§ Uraian Tugas: Lanjutkan bacaan tentang siklon tropis di Asia yang makin sering akibat perubahan iklim, mulai setelah kalimat terakhirnya.

§ Bacaan:

##############################

Asia dalam Bahaya, Perubahan Iklim Buat Badai akan Semakin Sering Menerjang

By Ade S, Sabtu, 12 Oktober 2024 | 10:03 WIB
Asia dalam bahaya! Frekuensi siklon dan badai meningkat drastis akibat perubahan iklim. Saatnya bertindak untuk mitigasi dan adaptasi! (Freepik.com)

Nationalgeographic.co.id—Sebuah studi terbaru yang diterbitkan dalam jurnal Climate and Atmospheric Science telah mengungkap kekhawatiran yang semakin meningkat mengenai intensifikasi siklon tropis di kawasan Asia Tenggara.

Para peneliti menemukan bahwa perubahan iklim secara signifikan memengaruhi pola pembentukan dan pergerakan siklon, membuatnya lebih sering terbentuk di dekat garis pantai wilayah tersebut. Tidak hanya itu, siklon-siklon ini juga mengalami peningkatan kekuatan dengan lebih cepat dan memiliki durasi yang lebih lama.

Analisis data menunjukkan bahwa perubahan iklim menyebabkan jalur siklon bergeser ke arah utara, mendekati pusat-pusat populasi yang padat seperti Bangkok, Hai Phong, dan Yangon.

##############################

Data dari sebuah kumpulan data
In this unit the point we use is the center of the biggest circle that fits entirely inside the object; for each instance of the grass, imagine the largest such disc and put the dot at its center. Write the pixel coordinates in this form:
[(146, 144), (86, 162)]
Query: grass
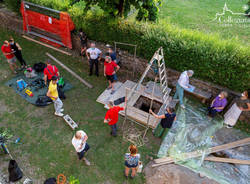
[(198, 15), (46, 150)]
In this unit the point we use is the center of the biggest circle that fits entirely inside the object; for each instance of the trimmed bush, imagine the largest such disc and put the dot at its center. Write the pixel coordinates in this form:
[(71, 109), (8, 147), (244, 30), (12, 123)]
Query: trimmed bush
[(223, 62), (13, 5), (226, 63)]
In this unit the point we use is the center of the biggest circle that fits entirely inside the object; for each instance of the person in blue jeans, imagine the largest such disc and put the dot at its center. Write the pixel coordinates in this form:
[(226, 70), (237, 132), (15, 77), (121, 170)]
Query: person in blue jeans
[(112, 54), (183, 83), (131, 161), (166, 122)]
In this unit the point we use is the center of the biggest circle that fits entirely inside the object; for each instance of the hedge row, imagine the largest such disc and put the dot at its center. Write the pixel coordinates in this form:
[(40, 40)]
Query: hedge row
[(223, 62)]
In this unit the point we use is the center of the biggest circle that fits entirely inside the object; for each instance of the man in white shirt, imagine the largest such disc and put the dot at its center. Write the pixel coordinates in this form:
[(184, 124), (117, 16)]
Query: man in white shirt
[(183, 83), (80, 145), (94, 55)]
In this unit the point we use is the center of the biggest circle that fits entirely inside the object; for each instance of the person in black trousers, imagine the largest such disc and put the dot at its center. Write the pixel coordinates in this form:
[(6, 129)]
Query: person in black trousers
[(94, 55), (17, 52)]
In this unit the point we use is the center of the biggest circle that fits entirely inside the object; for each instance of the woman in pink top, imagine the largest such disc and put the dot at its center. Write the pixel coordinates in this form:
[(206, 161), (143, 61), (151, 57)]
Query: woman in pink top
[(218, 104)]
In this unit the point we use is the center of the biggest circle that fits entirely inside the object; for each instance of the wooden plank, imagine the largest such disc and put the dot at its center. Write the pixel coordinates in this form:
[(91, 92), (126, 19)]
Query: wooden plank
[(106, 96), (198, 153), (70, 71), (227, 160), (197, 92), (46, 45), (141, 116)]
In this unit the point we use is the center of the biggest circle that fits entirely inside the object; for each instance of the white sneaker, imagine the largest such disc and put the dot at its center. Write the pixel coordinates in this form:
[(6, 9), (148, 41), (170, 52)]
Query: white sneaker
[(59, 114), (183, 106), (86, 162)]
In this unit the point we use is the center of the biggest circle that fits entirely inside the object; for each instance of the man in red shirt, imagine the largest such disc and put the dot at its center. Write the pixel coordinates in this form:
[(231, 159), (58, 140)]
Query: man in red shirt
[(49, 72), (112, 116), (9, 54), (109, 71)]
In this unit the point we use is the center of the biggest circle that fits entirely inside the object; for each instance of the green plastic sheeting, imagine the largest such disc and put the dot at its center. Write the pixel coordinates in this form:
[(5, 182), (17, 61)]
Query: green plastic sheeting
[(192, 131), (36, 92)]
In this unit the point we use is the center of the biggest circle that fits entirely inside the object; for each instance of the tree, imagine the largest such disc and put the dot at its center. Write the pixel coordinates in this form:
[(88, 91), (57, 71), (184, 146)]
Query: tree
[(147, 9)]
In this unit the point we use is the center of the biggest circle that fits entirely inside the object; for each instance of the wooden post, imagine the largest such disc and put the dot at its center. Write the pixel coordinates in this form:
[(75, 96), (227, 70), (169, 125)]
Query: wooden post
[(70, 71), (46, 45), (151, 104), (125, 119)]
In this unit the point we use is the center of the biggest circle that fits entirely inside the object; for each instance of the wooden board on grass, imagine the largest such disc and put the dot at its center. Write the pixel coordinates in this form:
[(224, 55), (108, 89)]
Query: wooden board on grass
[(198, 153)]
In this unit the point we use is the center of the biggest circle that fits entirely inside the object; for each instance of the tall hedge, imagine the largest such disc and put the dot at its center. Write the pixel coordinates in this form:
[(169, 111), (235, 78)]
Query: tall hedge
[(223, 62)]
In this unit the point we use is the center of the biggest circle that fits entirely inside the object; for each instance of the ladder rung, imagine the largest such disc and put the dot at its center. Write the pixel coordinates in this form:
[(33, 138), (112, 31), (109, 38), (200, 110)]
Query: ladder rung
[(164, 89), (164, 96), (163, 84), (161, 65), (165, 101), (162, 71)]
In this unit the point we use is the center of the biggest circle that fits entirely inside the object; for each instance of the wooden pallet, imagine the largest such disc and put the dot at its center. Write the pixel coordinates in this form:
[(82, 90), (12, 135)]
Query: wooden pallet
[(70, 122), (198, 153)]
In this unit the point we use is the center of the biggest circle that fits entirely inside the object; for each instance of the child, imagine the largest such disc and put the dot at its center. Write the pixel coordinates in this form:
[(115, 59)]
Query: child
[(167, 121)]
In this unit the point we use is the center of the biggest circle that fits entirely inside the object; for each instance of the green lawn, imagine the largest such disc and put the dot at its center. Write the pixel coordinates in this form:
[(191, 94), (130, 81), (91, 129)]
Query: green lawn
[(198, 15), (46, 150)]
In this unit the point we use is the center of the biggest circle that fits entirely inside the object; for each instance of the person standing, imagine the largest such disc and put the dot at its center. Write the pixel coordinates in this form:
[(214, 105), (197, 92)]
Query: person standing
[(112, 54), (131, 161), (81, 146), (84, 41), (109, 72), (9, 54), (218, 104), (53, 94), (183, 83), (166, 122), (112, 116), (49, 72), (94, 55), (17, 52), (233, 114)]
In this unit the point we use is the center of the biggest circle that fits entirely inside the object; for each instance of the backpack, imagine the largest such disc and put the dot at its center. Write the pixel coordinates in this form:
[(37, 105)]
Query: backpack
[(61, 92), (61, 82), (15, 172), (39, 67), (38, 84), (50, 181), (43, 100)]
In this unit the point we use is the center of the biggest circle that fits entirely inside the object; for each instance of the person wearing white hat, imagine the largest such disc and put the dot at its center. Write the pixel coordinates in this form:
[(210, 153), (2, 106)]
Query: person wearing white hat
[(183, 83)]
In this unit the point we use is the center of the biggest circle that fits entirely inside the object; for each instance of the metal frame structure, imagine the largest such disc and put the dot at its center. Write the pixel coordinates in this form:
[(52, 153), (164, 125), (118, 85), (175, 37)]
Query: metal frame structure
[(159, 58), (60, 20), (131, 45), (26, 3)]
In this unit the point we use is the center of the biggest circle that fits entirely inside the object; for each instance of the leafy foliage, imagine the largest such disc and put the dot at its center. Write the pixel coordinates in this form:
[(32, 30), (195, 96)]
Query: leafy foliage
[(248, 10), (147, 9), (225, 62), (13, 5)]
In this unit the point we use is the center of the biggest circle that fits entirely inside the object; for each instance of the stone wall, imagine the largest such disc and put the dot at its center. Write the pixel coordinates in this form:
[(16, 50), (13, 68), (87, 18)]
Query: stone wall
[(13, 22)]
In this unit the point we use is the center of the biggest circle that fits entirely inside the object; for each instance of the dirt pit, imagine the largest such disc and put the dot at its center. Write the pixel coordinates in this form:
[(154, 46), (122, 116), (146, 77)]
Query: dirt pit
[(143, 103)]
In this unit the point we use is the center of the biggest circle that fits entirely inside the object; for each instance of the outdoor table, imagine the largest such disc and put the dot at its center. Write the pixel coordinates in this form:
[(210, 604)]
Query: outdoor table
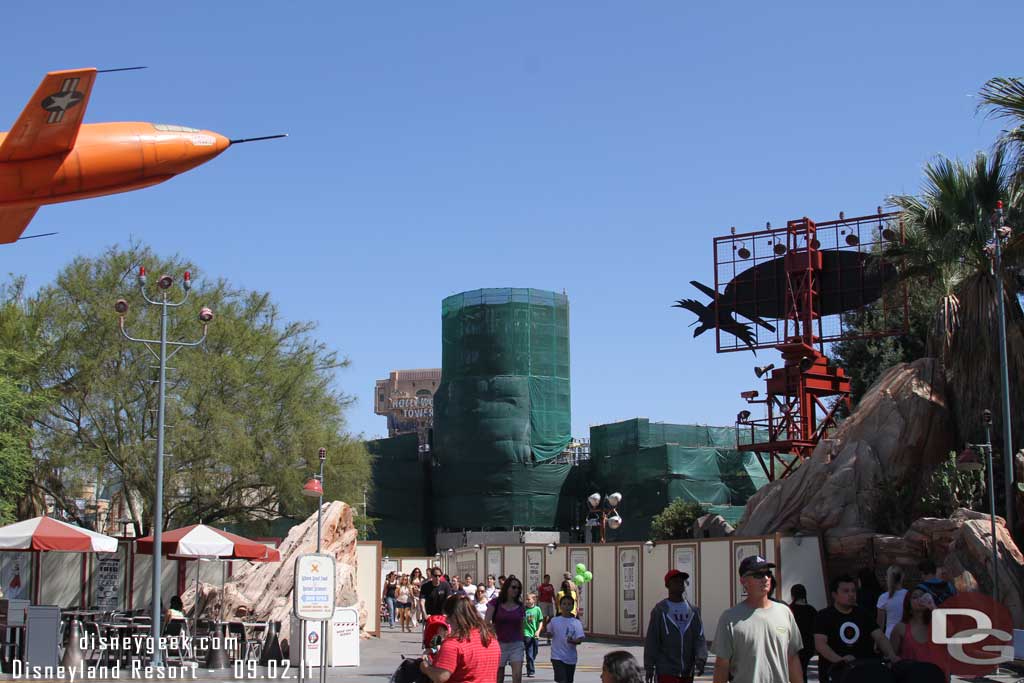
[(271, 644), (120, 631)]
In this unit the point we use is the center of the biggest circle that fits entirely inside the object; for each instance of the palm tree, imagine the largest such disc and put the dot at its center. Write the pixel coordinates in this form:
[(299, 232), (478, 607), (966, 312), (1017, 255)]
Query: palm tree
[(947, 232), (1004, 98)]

##############################

§ Hasil:
Pergeseran jalur ini, dikombinasikan dengan peningkatan intensitas siklon, mengakibatkan dampak yang jauh lebih merusak di daerah pesisir. Kota-kota dan desa-desa yang sebelumnya mungkin jarang terdampak oleh siklon kini harus menghadapi ancaman yang semakin nyata.

Konsekuensi dari perubahan ini sangatlah serius. Siklon tropis yang lebih kuat dan lebih sering terjadi dapat menyebabkan kerusakan infrastruktur yang parah, banjir pesisir yang meluas, dan gelombang badai yang menghancurkan.

Selain itu, hujan lebat yang ekstrem yang sering menyertai siklon juga dapat memicu tanah longsor, seperti yang terjadi di Wayanad, Kerala, India pada 31 Juli lalu. Tragedi ini menewaskan 360 orang dan menyebabkan kerusakan properti dalam skala besar.

Peristiwa tanah longsor di Wayanad merupakan salah satu contoh nyata bagaimana perubahan iklim dapat memicu bencana alam yang dahsyat. Hujan deras yang berkepanjangan, yang merupakan salah satu manifestasi dari perubahan iklim, melemahkan tanah dan memicu terjadinya longsor saat hujan turun dengan intensitas tinggi.

"Bahan bakar" siklon tropis

Siklon tropis, yang sering kita kenal sebagai taifun, merupakan fenomena alam yang terbentuk di atas perairan laut tropis yang hangat. Dengan menyerap energi panas dan kelembapan yang melimpah dari lautan, badai-badai ini tumbuh semakin kuat, membawa serta angin kencang, hujan deras, dan gelombang pasang yang merusak.

Penelitian terbaru menunjukkan bahwa perubahan iklim, yang ditandai dengan peningkatan suhu permukaan laut secara global, akan semakin memperparah intensitas siklon tropis di kawasan Asia Tenggara.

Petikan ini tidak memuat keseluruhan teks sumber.